### Job
Reproduce each record below exactly as written.

------ The records ------

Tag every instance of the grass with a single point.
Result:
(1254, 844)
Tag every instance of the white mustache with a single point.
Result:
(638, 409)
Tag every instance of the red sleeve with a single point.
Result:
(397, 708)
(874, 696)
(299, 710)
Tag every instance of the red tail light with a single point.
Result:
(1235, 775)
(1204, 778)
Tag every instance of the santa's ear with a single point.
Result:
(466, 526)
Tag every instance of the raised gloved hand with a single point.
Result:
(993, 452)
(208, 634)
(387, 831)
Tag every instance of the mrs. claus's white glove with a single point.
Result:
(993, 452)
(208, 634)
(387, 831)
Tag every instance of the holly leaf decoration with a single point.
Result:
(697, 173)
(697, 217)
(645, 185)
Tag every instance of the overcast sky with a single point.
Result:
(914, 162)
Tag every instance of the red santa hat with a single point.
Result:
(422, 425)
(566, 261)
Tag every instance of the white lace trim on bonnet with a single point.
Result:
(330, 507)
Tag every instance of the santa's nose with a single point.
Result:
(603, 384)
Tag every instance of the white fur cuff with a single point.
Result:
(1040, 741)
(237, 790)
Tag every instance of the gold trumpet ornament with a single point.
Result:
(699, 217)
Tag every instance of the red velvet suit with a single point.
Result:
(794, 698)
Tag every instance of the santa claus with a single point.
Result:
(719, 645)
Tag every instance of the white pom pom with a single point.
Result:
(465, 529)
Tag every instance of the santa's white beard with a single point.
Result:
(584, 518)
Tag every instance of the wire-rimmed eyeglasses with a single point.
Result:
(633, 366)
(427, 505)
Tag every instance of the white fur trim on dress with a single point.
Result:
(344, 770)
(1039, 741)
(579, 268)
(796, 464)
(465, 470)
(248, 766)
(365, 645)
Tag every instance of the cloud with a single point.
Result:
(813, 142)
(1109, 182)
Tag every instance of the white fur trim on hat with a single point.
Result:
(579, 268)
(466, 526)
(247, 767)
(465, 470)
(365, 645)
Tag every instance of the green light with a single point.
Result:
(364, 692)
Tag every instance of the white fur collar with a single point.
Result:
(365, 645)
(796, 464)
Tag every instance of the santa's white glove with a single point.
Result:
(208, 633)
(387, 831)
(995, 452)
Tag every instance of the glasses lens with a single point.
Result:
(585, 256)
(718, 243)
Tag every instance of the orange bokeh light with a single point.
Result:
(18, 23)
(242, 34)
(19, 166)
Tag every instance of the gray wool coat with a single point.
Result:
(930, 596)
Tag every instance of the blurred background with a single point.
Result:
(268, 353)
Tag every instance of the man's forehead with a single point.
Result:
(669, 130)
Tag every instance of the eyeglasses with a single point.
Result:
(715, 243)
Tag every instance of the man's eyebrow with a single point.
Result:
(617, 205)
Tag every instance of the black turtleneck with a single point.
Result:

------

### Written reply
Tag every instance of the grass with a single point.
Result:
(1254, 844)
Tag every instance of the white mustache with a single point.
Result:
(638, 409)
Tag every instance of the red sleeve with a single point.
Result:
(397, 708)
(874, 696)
(299, 710)
Tag every instance of the red tail light with a single point.
Result:
(1235, 775)
(1204, 778)
Tag every instance of the santa's ear with a single point.
Result:
(466, 526)
Tag every instance of the raised gloved hand with a single point.
Result:
(993, 452)
(208, 634)
(387, 831)
Tag every instance of the mrs. claus's white glove with a single point.
Result:
(993, 452)
(208, 634)
(387, 831)
Tag every instance of the holly leaf decoration with a single point.
Result:
(697, 173)
(697, 217)
(645, 185)
Tag every instance of the overcast sky with a single point.
Result:
(914, 162)
Tag every instance of the red santa hat with a single point.
Result:
(422, 425)
(566, 261)
Tag every instance of the white lace trim on bonnet with a single point.
Result:
(330, 507)
Tag every instance of the santa's nose with a single point.
Result:
(603, 384)
Tag every instance of the white fur cuff with a single point.
Result:
(1040, 741)
(237, 790)
Tag every instance of the gold trumpet ornament with a single point.
Result:
(699, 217)
Tag every instance of the red velvet suit with a single point.
Result:
(794, 698)
Tag every instance of the santa claus with a single point.
Result:
(719, 645)
Tag every instance of the white pom pom with a single point.
Result:
(465, 529)
Tag every instance of the santa's white beard with a single point.
Result:
(584, 518)
Tag every instance of the wire-rimmed eyeglasses with a single point.
Result:
(633, 366)
(427, 505)
Tag every instance of the white fur trim on dress with a single point.
Result:
(344, 770)
(1039, 741)
(579, 268)
(796, 464)
(465, 470)
(248, 766)
(365, 645)
Tag every instance of the cloud with a single point.
Result:
(813, 142)
(1109, 182)
Tag every instance of the white fur trim on hat with a single point.
Result:
(579, 268)
(466, 526)
(247, 767)
(465, 470)
(365, 645)
Tag every instance of the green light with a single point.
Result:
(364, 692)
Tag every instance of the white fur collar with a single point.
Result:
(365, 645)
(796, 464)
Tag every instance of the santa's white glove with a single point.
Result:
(208, 633)
(387, 831)
(995, 452)
Tag every instance of the glasses lens with a single point.
Result:
(585, 256)
(718, 243)
Tag every instance of the orange bokeh light with a single point.
Result:
(18, 23)
(242, 34)
(19, 166)
Tag every instance of the gray wool coat with a single point.
Result:
(930, 596)
Tag every instance of the blurred background with a single point.
Result:
(268, 353)
Tag every instance of the man's forehead with a single point.
Result:
(669, 130)
Tag every instance of the eyeglasses with a single point.
Result:
(715, 243)
Tag every instance of the man's eyebrow with a single point.
Result:
(617, 205)
Tag every instance of the black turtleneck with a single point.
Result:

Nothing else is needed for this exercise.